-- DATA SECTION follows --

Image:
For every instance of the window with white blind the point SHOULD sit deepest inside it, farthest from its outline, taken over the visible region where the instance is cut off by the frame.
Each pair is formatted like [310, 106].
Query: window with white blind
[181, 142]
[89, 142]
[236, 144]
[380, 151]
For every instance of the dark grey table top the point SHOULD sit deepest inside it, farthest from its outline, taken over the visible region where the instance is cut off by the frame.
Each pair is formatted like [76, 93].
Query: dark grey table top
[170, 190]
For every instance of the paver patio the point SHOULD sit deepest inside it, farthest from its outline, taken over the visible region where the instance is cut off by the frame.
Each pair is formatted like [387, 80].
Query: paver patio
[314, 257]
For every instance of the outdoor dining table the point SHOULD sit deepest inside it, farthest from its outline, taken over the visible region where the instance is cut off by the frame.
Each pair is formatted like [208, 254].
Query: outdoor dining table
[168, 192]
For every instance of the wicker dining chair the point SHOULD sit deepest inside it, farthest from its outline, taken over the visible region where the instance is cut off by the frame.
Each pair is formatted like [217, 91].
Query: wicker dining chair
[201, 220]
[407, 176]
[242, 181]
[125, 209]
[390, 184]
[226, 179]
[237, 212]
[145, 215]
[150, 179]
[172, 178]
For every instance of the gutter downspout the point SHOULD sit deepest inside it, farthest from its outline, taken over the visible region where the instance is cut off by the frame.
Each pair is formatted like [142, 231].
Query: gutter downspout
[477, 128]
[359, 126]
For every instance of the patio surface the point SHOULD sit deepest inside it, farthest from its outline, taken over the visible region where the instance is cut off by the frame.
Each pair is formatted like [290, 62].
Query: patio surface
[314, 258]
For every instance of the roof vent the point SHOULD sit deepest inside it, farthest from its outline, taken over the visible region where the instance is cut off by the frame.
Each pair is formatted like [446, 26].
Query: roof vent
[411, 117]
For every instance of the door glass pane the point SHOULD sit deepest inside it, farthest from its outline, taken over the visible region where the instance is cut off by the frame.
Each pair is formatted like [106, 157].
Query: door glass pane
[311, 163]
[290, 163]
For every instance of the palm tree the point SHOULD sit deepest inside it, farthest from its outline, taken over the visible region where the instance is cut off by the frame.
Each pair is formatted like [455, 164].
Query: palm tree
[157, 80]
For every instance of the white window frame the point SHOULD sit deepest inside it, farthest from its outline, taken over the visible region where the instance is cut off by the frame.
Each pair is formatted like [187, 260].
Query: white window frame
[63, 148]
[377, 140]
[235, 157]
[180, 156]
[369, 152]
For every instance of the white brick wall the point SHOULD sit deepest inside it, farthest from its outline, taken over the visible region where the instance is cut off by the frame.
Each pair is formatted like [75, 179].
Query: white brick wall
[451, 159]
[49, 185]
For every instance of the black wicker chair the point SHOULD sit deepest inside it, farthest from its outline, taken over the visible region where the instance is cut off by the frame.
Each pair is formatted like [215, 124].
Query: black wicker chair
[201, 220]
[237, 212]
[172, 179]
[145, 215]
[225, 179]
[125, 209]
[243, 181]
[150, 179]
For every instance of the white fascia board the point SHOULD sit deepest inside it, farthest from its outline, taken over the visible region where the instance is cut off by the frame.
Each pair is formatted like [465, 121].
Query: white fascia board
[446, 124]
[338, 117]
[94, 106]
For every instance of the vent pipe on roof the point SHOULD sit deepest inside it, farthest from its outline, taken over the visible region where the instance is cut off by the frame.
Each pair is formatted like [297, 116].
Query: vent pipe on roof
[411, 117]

-- DATA SECTION concluded --

# [WORK TO COMPLETE]
Your answer must consist solely of the lines from the one containing "Query: roof vent" through the last line of the entries, reproduced exactly.

# [FINISHED TASK]
Query: roof vent
[411, 117]
For every instance of the door glass pane the point SHOULD sit deepest inside it, farthest from its outline, taken over the visible region where the instance is cut off by the frame.
Each pair is formatted like [106, 157].
Query: door glass pane
[311, 163]
[290, 163]
For every instance of the palm tree the point SHOULD sit deepest inside it, farthest from its outline, taken over the visible region where the instance is cut off by the frame.
Each pair is formatted like [455, 164].
Query: palm tree
[157, 80]
For every instance of the white window frame the point SHOULD sit deepest inside it, farthest from its outline, taken over the visible region where the instance is cut off by the frame.
Each pair is formatted like [187, 260].
Query: white window frame
[63, 148]
[377, 140]
[235, 157]
[180, 156]
[369, 152]
For every instance of the white brick wall the point SHOULD sit deepest inside it, farthest from its outline, taken over the visible region where the instance is cut off by the frame.
Each pair is formatted like [75, 179].
Query: white brick wall
[451, 159]
[49, 185]
For every instance of the black wicker chair the point SHOULD sit deepest inside it, farthest from its outline, taken over the visible region where the instance is cut off by the frame.
Each pair is formatted like [215, 124].
Query: black wicker chair
[201, 220]
[237, 212]
[172, 179]
[145, 215]
[225, 179]
[125, 209]
[243, 181]
[150, 179]
For every instance of the white fascia board the point SHOULD sit deepest inside it, farthest from its outline, taken over the visible region where the instance is cut off by the frame.
Each pair is formatted like [465, 121].
Query: white fascia board
[446, 124]
[338, 117]
[94, 106]
For every instance of the vent pipe on roof the point SHOULD sit deepest inside it, farthest from its outline, taken over the visible region where the instance is cut off by the frame.
Each pair is formatted like [297, 116].
Query: vent pipe on roof
[411, 117]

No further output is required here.